(TEXT FOR ANALYSIS begins)

Afghanistan: grim prognoses from NATO leaders

Adm. Mike Mullen, chairman of the Joint Chiefs of Staff, warned of a “downward spiral” in Afghanistan if trends continue in comments Oct. 9. “The trends across the board are not going in the right direction,” he told reporters. “I would anticipate next year would be a tougher year.” (NYT, Oct. 10) On Oct. 6, the departing commander of British forces in Afghanistan said he believes the Taliban cannot be defeated. Brigadier Mark Carleton-Smith, commander of 16 Air Assault Brigade, told the London Times that a military victory over the Taliban is “neither feasible nor supportable… What we need is sufficient troops to contain the insurgency to a level where it is not a strategic threat to the longevity of the elected government.”

Carleton-Smith said his troops had “taken the sting out of the Taliban” during clashes in Helmand province, but at a heavy cost. His brigade suffered 32 killed and 170 injured during its six-month tour of duty. The 2nd Battalion the Parachute Regiment alone lost 11 soldiers, most of them killed by roadside bombs or other explosive devices. (London Times, Oct. 6)

A coded French diplomatic cable leaked to a French newspaper quotes the British ambassador in Afghanistan, Sherard Cowper-Coles, predicting that the campaign against the Taliban will fail, and saying the best solution would be installing an “acceptable dictator.” François Fitou, the French deputy ambassador in Kabul, quoted Cowper-Coles saying, “The current situation is bad, the security situation is getting worse, so is corruption, and the government has lost all trust.”

The two-page cable—sent to the Élysée Palace and the French Foreign Ministry on Sept. 2—was leaked to the investigative and satirical weekly Le Canard Enchaîné, which printed excerpts in its Oct. 1 issue. The cable said the NATO-led military presence was actually making it harder to stabilize the country. “The presence of the coalition, in particular its military presence, is part of the problem, not part of its solution,” Cowper-Coles was quoted as saying. “Foreign forces are the lifeline of a regime that would rapidly collapse without them. As such, they slow down and complicate a possible emergence from the crisis.” For the next five to 10 years, the only “realistic” way to unite Afghanistan would be for it to be “governed by an acceptable dictator,” the cable said, adding: “We should think of preparing our public opinion” for such an outcome. (IHT, Oct. 5)

(TEXT FOR ANALYSIS ends)
(RECORDS SUPPLIED begins)

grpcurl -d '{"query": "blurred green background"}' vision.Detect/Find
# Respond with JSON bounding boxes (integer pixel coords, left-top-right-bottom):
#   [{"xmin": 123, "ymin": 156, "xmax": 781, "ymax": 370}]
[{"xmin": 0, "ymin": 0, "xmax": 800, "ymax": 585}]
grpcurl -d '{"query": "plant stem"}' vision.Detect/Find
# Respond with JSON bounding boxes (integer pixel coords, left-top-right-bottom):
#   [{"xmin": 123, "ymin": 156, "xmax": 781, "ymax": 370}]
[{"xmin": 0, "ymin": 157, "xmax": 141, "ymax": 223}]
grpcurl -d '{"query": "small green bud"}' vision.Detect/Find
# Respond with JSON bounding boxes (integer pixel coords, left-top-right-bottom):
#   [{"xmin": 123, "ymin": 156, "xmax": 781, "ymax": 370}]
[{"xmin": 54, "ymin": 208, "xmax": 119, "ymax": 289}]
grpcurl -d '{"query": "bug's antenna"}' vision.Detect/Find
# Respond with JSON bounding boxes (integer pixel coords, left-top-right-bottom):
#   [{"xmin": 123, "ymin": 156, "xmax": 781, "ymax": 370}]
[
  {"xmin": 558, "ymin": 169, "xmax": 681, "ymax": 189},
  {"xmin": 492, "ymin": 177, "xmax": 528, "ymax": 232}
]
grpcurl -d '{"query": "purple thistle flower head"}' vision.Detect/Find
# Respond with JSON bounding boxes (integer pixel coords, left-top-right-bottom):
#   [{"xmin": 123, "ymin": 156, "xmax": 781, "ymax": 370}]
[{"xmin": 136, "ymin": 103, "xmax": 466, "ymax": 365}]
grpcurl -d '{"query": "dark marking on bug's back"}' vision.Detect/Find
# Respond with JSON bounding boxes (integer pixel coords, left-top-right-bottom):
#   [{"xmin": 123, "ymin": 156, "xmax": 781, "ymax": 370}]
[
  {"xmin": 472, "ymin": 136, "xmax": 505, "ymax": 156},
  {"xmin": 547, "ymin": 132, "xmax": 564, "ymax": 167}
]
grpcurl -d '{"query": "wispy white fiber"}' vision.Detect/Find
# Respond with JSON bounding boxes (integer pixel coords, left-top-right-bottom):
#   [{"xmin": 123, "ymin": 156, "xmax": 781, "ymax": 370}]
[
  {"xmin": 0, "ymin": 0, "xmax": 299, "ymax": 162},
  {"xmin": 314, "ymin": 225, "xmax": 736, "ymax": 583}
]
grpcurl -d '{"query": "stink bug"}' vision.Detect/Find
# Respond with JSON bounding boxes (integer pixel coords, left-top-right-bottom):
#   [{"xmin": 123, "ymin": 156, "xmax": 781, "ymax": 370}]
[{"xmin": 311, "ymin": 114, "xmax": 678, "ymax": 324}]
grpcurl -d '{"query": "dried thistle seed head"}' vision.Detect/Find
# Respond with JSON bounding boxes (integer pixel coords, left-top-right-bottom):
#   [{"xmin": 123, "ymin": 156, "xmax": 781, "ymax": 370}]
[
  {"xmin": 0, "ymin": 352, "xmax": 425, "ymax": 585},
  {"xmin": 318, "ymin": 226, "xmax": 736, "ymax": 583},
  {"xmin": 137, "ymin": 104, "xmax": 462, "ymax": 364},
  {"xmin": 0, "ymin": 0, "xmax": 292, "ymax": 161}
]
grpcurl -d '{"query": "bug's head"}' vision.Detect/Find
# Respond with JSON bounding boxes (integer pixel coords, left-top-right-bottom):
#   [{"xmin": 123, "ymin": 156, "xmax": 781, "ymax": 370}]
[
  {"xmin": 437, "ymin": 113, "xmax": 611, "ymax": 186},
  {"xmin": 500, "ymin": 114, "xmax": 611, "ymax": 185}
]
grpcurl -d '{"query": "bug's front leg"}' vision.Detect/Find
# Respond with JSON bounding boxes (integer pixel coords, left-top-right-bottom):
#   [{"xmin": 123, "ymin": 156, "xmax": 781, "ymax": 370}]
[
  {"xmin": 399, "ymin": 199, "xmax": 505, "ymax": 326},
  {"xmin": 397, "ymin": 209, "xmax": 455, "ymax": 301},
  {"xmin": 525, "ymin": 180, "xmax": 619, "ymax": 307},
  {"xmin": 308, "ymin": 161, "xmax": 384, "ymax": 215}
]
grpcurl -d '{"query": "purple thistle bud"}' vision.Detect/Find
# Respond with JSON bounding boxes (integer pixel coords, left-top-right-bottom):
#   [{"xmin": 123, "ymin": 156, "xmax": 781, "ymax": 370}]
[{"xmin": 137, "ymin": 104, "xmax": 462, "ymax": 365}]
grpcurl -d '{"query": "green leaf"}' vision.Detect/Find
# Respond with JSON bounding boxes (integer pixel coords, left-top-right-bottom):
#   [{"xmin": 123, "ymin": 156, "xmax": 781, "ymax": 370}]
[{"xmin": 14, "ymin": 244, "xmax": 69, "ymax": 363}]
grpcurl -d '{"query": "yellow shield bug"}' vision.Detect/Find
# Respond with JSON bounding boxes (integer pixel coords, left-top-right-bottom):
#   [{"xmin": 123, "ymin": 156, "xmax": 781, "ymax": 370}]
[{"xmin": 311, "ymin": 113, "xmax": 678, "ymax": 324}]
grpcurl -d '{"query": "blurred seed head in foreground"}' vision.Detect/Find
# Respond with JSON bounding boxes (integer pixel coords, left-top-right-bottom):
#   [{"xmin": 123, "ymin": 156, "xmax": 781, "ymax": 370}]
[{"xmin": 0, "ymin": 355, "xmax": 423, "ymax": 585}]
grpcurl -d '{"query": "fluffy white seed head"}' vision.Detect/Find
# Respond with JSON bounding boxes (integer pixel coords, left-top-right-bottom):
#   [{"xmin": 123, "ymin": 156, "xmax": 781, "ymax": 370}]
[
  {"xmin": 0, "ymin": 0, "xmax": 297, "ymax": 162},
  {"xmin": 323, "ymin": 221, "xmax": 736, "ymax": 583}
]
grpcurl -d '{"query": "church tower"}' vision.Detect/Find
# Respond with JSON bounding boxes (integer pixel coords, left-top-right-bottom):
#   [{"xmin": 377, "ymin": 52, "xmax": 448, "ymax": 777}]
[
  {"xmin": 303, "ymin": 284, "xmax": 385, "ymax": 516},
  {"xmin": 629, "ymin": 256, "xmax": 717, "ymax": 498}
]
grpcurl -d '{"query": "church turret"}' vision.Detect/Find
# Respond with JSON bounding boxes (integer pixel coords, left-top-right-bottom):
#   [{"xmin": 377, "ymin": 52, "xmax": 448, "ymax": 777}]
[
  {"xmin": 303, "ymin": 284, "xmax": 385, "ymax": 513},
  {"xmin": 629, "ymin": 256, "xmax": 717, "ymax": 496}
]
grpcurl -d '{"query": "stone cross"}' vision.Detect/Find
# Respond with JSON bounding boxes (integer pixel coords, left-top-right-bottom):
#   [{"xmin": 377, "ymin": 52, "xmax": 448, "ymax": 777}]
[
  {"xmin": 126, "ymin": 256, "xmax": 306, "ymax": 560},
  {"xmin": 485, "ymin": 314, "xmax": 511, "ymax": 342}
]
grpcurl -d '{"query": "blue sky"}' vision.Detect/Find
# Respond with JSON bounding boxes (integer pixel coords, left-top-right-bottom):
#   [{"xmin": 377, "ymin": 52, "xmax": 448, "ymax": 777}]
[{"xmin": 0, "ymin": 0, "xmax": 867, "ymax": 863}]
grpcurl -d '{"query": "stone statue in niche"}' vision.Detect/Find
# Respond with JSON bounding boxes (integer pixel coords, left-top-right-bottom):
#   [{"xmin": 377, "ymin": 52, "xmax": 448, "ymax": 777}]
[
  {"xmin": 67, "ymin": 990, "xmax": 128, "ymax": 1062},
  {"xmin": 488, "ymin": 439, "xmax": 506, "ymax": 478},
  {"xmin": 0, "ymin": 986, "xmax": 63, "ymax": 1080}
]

(RECORDS SUPPLIED ends)

Reproduce word for word the passage of the Afghanistan article from "The two-page cable—sent" to "(IHT, Oct. 5)".

The two-page cable—sent to the Élysée Palace and the French Foreign Ministry on Sept. 2—was leaked to the investigative and satirical weekly Le Canard Enchaîné, which printed excerpts in its Oct. 1 issue. The cable said the NATO-led military presence was actually making it harder to stabilize the country. “The presence of the coalition, in particular its military presence, is part of the problem, not part of its solution,” Cowper-Coles was quoted as saying. “Foreign forces are the lifeline of a regime that would rapidly collapse without them. As such, they slow down and complicate a possible emergence from the crisis.” For the next five to 10 years, the only “realistic” way to unite Afghanistan would be for it to be “governed by an acceptable dictator,” the cable said, adding: “We should think of preparing our public opinion” for such an outcome. (IHT, Oct. 5)